**Text:**

──────────────────────────────

On The Brink with Castle Island - Dan Burke (Nirvana Labs) on Purpose Built Infrastructure for Web3 (EP.558)
Episode Date: September 4, 2024Dan Burke, CEO of Nirvana Labs, joins the show. In the episode we discuss: Dan's background and journey into the crypto space The role of nodes in a blockchain network and the complexities of running... one independently Challenges with existing node infrastructure providers as companies in the space scale Nirvana's product offerings including managed nodes and web3 cloud and the benefits of leveraging bare metal servers Dan's long term view on how the node operation landscape evolves
Transcript
Discussion (0)
Welcome to On the Brick. This is Sean Judge. Today, I'm joined by Dan Burke, CEO of Nirvana Labs.
We recently announced that we co-led a $4 million seed round into Nirvana alongside RW3, Hash 3, and others.

──────────────────────────────

**Tasks:**
A - Answer these questions about the episode page, one per line:
(i) On what date did the episode air?
(ii) Who hosts the show?
(iii) How large was the seed round co-led into Nirvana?
B - Can you reproduce the episode page word for word between "Episode Date: September" and "Discussion (0)", inclusive?

**Listed records:**
──────────────────────────────

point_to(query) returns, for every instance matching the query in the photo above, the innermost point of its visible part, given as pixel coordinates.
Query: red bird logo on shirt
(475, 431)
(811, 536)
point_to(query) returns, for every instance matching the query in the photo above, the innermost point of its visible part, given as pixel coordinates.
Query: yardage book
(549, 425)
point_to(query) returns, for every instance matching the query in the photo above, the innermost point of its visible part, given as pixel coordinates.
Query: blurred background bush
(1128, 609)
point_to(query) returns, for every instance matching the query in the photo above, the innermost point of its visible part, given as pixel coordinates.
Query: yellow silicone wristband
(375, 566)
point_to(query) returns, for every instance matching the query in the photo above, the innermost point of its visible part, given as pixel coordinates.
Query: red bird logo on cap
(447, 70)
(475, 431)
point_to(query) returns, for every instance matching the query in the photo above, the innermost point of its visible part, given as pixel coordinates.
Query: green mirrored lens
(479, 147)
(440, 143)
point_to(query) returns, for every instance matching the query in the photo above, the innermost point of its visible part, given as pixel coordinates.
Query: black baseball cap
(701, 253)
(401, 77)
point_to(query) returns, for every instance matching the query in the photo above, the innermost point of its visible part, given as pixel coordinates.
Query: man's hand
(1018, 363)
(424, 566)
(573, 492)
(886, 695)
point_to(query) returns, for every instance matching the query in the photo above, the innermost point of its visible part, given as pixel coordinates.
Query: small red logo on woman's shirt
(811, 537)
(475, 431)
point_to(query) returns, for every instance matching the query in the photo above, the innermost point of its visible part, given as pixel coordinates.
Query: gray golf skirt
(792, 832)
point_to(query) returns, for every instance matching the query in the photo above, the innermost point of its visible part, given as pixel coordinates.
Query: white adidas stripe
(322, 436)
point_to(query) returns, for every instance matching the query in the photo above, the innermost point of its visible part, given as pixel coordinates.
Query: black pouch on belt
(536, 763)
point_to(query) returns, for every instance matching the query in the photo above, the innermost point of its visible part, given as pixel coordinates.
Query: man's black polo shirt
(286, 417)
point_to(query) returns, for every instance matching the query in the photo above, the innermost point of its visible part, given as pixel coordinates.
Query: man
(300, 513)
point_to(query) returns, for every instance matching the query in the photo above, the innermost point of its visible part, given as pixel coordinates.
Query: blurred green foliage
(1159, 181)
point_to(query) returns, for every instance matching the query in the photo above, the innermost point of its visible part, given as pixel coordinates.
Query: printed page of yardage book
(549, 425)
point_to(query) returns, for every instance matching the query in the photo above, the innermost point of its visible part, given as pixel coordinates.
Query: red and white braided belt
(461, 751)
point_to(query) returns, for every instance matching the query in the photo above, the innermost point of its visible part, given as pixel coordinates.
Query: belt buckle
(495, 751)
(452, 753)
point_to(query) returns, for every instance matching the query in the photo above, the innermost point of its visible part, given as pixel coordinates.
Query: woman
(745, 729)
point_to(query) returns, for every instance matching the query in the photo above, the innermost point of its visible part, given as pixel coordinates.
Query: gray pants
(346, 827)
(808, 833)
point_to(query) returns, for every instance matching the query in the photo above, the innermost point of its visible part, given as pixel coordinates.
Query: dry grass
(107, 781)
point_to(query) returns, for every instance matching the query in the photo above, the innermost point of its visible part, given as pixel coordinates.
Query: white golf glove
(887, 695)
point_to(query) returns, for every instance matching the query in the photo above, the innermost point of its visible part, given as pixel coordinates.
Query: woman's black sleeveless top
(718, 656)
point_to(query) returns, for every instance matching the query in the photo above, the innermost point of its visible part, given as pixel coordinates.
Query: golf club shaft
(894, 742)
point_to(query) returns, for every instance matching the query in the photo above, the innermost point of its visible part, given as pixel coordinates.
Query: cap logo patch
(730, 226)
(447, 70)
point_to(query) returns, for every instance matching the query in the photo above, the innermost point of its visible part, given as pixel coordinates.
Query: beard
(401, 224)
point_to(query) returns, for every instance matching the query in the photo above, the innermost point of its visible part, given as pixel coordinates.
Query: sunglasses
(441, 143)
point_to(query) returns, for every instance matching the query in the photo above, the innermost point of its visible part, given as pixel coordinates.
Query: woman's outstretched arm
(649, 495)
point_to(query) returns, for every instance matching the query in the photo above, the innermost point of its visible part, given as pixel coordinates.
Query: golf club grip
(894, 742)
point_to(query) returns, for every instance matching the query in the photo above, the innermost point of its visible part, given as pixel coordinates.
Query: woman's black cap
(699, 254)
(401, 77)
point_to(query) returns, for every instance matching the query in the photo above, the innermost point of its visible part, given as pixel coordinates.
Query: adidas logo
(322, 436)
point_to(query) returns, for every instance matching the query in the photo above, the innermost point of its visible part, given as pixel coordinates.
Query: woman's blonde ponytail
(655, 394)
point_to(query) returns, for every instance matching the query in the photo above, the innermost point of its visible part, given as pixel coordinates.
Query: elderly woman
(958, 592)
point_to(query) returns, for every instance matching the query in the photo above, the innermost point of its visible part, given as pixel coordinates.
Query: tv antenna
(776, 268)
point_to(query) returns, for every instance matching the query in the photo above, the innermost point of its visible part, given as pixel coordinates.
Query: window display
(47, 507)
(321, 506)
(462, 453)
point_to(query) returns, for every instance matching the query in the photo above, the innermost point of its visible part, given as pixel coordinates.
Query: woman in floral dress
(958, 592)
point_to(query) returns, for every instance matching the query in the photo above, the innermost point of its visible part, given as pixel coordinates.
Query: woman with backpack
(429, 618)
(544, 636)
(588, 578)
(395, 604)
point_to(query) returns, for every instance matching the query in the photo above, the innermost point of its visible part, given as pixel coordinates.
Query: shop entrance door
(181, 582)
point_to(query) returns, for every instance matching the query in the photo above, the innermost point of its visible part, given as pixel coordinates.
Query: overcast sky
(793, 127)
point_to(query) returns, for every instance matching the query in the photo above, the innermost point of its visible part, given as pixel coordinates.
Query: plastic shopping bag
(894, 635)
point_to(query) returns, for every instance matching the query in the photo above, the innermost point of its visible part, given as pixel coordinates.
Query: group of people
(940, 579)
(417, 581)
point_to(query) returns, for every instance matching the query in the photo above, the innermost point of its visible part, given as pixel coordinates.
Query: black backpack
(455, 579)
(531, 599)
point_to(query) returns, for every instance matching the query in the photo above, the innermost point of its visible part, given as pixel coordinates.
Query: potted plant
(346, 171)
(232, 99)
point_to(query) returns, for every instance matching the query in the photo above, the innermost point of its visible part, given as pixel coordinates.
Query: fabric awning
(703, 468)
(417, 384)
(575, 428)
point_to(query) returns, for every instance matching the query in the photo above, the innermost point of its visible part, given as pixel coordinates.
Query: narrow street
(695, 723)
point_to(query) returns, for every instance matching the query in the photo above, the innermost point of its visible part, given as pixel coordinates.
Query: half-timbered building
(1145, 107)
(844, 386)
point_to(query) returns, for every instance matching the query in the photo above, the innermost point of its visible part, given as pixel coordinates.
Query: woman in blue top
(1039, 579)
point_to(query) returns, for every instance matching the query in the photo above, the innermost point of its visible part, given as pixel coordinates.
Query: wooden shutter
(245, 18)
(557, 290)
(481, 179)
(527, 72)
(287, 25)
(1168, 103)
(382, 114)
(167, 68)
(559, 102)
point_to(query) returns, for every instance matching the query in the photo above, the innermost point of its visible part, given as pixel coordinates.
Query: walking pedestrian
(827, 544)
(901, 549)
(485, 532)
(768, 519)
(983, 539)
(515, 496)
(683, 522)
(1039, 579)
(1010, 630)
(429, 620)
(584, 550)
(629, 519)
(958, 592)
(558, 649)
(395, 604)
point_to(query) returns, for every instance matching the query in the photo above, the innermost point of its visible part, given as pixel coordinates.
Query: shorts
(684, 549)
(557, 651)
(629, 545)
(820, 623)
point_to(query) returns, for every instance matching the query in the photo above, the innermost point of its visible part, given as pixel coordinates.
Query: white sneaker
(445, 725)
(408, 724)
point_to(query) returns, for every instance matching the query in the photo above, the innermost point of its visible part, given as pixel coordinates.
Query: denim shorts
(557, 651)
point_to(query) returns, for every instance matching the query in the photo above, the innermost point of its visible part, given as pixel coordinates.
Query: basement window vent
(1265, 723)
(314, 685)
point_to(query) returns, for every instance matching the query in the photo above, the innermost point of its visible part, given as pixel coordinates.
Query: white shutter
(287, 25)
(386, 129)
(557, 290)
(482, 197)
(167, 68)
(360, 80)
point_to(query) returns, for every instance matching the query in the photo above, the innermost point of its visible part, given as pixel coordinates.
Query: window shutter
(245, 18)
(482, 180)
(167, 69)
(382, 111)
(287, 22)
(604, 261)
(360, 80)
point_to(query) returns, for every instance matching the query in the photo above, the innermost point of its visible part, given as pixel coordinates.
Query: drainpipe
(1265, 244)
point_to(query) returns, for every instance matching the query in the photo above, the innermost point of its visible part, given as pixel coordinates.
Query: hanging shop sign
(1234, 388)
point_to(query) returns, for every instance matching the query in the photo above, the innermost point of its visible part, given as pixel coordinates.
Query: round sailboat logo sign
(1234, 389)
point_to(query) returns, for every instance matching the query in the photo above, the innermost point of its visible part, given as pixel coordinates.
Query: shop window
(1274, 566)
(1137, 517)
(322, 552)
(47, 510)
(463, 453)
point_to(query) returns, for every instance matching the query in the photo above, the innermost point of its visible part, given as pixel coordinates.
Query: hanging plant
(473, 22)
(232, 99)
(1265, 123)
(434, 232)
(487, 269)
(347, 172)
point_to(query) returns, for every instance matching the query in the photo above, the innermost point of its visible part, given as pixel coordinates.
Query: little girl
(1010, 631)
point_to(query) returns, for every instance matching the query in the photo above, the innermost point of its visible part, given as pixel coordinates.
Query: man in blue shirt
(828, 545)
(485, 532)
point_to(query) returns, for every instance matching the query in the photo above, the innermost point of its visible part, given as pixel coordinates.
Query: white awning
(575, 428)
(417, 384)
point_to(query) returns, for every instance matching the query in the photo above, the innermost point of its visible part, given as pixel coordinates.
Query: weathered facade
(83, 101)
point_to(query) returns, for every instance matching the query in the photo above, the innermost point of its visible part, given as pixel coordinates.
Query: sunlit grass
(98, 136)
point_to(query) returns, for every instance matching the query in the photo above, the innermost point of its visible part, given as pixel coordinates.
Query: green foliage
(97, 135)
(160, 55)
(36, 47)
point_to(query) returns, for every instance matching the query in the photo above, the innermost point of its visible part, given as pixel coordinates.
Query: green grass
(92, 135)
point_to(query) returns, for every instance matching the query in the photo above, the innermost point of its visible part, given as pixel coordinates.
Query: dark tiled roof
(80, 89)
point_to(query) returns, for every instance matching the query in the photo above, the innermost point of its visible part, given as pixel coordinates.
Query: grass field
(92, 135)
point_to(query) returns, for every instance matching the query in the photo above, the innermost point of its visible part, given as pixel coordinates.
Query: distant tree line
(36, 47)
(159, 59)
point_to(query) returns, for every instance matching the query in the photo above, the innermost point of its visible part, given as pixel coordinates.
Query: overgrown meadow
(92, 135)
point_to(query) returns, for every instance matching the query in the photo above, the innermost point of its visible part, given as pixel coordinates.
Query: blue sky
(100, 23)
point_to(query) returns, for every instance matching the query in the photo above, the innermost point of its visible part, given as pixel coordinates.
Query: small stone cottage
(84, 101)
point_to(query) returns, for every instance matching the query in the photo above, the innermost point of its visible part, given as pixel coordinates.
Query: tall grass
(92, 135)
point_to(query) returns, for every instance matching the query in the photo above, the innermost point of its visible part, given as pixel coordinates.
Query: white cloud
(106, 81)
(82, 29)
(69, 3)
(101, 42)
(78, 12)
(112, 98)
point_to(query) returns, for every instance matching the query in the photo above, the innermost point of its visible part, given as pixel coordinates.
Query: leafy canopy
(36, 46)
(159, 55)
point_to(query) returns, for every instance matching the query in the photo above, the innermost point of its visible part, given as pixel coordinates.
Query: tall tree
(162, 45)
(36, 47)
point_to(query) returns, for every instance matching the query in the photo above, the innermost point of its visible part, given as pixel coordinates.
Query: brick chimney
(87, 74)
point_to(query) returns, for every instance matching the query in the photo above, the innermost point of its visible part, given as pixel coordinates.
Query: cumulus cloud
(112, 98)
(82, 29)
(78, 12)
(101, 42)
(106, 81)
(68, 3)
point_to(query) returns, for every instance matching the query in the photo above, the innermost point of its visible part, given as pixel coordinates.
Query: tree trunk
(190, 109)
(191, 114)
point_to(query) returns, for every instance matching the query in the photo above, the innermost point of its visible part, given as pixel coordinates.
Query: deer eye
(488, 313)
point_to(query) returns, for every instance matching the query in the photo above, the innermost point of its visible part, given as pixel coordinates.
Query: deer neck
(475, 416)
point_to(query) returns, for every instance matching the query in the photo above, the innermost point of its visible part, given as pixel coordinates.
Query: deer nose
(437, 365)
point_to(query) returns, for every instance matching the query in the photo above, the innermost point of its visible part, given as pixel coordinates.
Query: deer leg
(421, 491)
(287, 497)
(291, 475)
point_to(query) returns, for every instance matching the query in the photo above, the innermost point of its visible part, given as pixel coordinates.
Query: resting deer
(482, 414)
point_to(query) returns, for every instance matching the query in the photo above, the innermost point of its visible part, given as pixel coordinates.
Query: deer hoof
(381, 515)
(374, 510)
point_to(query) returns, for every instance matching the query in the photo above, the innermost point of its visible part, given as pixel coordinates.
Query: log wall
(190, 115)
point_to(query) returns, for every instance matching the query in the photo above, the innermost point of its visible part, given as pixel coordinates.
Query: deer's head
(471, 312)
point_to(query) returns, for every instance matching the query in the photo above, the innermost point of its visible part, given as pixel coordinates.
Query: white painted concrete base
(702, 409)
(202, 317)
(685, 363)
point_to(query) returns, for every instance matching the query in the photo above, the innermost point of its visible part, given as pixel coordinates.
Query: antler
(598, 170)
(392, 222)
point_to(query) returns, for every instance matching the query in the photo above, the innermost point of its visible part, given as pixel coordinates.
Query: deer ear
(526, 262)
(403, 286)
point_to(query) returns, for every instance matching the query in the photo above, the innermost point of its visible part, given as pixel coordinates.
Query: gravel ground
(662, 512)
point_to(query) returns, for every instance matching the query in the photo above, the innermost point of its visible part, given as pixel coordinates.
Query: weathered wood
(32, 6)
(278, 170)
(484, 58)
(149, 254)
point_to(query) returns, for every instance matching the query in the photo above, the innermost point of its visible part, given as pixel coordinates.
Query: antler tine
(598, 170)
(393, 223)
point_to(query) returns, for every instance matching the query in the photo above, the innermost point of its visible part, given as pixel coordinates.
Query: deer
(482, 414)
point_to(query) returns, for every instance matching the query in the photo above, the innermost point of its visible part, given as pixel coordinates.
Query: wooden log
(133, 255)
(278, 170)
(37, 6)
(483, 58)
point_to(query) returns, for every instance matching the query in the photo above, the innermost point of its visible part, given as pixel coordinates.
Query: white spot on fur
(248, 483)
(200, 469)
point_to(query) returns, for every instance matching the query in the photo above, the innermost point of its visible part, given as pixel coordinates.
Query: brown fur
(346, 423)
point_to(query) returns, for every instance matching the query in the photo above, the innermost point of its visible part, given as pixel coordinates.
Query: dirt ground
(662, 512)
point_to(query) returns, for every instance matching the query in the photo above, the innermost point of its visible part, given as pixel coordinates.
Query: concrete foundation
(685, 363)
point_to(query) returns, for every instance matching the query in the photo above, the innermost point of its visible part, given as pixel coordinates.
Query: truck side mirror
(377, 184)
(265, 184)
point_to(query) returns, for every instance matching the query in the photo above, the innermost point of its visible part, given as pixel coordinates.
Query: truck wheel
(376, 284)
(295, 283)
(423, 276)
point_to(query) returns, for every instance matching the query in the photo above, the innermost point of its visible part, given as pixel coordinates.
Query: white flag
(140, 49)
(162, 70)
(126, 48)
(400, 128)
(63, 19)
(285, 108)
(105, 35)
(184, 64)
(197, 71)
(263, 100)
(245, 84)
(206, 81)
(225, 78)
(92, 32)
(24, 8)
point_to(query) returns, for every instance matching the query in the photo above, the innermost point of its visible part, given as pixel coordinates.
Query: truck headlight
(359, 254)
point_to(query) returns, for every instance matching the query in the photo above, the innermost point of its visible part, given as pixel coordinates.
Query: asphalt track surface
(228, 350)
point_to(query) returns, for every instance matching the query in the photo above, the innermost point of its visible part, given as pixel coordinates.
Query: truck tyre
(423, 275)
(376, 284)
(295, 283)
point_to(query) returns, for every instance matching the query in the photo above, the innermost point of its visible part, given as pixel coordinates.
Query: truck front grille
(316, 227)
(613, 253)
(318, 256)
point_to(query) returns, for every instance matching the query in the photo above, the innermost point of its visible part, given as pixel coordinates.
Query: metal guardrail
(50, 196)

──────────────────────────────

**Results in order:**
A -
(i) September 4, 2024
(ii) Sean Judge
(iii) $4 million

B -
Episode Date: September 4, 2024Dan Burke, CEO of Nirvana Labs, joins the show. In the episode we discuss: Dan's background and journey into the crypto space The role of nodes in a blockchain network and the complexities of running... one independently Challenges with existing node infrastructure providers as companies in the space scale Nirvana's product offerings including managed nodes and web3 cloud and the benefits of leveraging bare metal servers Dan's long term view on how the node operation landscape evolves
Transcript
Discussion (0)